設問内容: 以下に示す製造業のサービス化についての文章を、最後の文の後から書き継いでください。

抜粋本文:

====

第4回 製造業のサービス化として目指す方向を考える

渡邉 聡

 製造業のサービス化を考えるにあたり、これまでのモノ+サービスの考え方やサービスマネジメントについて振り返ってきました。そこを踏まえ、製造業のサービス化とは何かを考えていくこととします。

 第1回で、製造業のサービス化を次のように述べました。

『製造業が従来のように「モノを製造・提供して、それを消費した顧客から対価を得る」という考え方から「価値は顧客が経験したときに生まれるものであり、そのためにモノに加え何かしらのサービス的要素を含めて提供し、顧客と共に価値創りを行う」という考え方にシフトすること』

 では、製造業がサービス化する、そのメリットとは何でしょうか。

製造業がサービス化する目的とメリット

 目的は、「自社の提供する製品・サービスの付加価値を高め、競合と比べて差別化を図り、収益を高めること」にあります。サービス化によって、顧客の経験に対して、これまでは一部しか価値提供できていなかったところを、全体をコーディネートすることで付加価値を高めることができると考えられます。

====

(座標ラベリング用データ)
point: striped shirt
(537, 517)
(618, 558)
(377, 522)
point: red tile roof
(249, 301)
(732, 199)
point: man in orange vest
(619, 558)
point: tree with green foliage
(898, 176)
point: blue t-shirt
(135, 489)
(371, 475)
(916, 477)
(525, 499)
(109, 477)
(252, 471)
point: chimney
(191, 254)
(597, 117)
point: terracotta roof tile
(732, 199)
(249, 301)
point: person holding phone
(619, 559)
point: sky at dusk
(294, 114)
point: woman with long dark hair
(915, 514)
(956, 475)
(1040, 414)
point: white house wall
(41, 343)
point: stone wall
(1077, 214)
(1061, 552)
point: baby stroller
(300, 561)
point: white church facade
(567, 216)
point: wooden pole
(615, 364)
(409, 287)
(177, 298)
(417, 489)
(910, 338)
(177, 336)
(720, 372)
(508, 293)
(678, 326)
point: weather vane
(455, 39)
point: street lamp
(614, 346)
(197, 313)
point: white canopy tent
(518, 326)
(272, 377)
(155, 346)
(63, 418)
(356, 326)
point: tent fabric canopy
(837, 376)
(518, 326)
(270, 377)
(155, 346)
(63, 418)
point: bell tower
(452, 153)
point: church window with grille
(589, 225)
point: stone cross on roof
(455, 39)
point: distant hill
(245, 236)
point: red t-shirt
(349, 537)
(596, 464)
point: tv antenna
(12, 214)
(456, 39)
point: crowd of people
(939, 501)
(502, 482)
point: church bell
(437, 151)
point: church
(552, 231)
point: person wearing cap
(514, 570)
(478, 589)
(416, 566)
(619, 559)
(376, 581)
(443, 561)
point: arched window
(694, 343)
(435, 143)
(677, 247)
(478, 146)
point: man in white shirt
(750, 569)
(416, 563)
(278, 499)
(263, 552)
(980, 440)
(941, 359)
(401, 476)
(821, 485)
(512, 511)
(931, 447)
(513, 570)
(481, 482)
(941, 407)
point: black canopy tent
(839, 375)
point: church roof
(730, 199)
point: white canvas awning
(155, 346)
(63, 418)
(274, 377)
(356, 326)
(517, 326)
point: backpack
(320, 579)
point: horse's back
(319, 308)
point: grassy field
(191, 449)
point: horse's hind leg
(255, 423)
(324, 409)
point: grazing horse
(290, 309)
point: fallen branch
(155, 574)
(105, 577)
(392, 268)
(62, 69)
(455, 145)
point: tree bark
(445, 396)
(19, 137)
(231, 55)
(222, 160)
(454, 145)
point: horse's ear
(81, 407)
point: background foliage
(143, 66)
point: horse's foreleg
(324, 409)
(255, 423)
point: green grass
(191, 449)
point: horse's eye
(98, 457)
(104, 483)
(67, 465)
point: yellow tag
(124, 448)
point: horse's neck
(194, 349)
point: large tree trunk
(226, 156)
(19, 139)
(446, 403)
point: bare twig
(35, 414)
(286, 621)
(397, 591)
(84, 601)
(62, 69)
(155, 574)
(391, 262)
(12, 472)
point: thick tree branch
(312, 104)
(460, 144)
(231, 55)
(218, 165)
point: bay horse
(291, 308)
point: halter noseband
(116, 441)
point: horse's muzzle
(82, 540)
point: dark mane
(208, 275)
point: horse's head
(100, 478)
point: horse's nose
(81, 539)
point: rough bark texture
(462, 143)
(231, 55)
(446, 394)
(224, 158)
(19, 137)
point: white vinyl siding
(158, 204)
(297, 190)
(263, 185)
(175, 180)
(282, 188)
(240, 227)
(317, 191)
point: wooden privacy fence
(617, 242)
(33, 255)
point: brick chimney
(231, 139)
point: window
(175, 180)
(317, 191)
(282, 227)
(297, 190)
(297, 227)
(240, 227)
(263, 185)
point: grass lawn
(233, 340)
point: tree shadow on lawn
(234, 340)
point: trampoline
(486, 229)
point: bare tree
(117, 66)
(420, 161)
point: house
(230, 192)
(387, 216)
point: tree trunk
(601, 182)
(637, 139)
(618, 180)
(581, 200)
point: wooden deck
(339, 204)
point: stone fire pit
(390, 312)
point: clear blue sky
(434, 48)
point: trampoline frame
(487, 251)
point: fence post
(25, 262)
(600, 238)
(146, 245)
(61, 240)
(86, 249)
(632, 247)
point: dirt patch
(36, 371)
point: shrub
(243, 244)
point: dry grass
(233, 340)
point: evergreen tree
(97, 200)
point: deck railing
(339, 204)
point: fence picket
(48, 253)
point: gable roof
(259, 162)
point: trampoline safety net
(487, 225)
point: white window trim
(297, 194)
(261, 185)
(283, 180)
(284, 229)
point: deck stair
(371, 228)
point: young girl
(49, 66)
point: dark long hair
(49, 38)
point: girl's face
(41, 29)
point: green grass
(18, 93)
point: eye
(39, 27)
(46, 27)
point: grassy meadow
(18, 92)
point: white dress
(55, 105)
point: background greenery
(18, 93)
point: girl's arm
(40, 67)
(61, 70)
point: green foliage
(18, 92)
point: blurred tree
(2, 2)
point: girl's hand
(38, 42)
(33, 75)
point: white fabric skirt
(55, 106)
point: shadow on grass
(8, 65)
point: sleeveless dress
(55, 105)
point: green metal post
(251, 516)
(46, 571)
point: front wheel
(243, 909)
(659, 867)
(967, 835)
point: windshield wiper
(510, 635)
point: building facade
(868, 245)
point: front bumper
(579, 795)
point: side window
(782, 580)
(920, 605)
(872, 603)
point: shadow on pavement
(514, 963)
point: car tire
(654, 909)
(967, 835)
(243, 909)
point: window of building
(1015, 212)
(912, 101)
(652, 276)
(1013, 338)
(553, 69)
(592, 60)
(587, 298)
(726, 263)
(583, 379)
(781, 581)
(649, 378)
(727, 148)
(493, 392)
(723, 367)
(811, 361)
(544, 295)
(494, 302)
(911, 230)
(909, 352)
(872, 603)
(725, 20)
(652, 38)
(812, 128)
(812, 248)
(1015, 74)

====

本設問への解答:
 主なメリットとしては、以下のことがあげられます。

  • 顧客の経験全体を製品(モノ)のみでコーディネートしようとするのに対して、サービスを組み合わせて対応した方が経験価値を広く提供できる
  • 顧客の経験全体を製品(モノ)のみでコーディネートしようとするのに対して、サービスを組み合わせて対応した方がトータルでの発生コストが安くすむ
  • 顧客および用途が増えることで、収益源が増える
  • 顧客との共創の場を持つことで、これまで把握できていなかった顧客の経験の場を認識することができ、売り先が増える
  • 顧客との共創の場を持つことで、自社製品のさらなる改善余地などを認識し、開発にフィードバックすることができる

製造業のサービス化パターン

 製造業のサービス化の主なパターンとしては、下図のようなものが考えられます。大きくは「モノを起点としたサービス化」と「製造業からサービス業へビジネスモデルチェンジ」の2つの方向性です。今回はまず、モノを起点としたサービス化の方向性について考えたいと思います。

製造業のサービス化の主なパターンは、「モノを起点としたサービス化」と「製造業からサービス業へビジネスモデルチェンジ」の2つ

①モノが新しい体験を生む

 これまでにない価値を持った製品であれば、モノそのものが新しい体験を生みだします。たとえば、すでに私たちが体験しつつあるのはロボットではないでしょうか?家事や介護をサポートするものや私たちとコミュニケーションをとるものなどが私たちの生活にも入ってきています。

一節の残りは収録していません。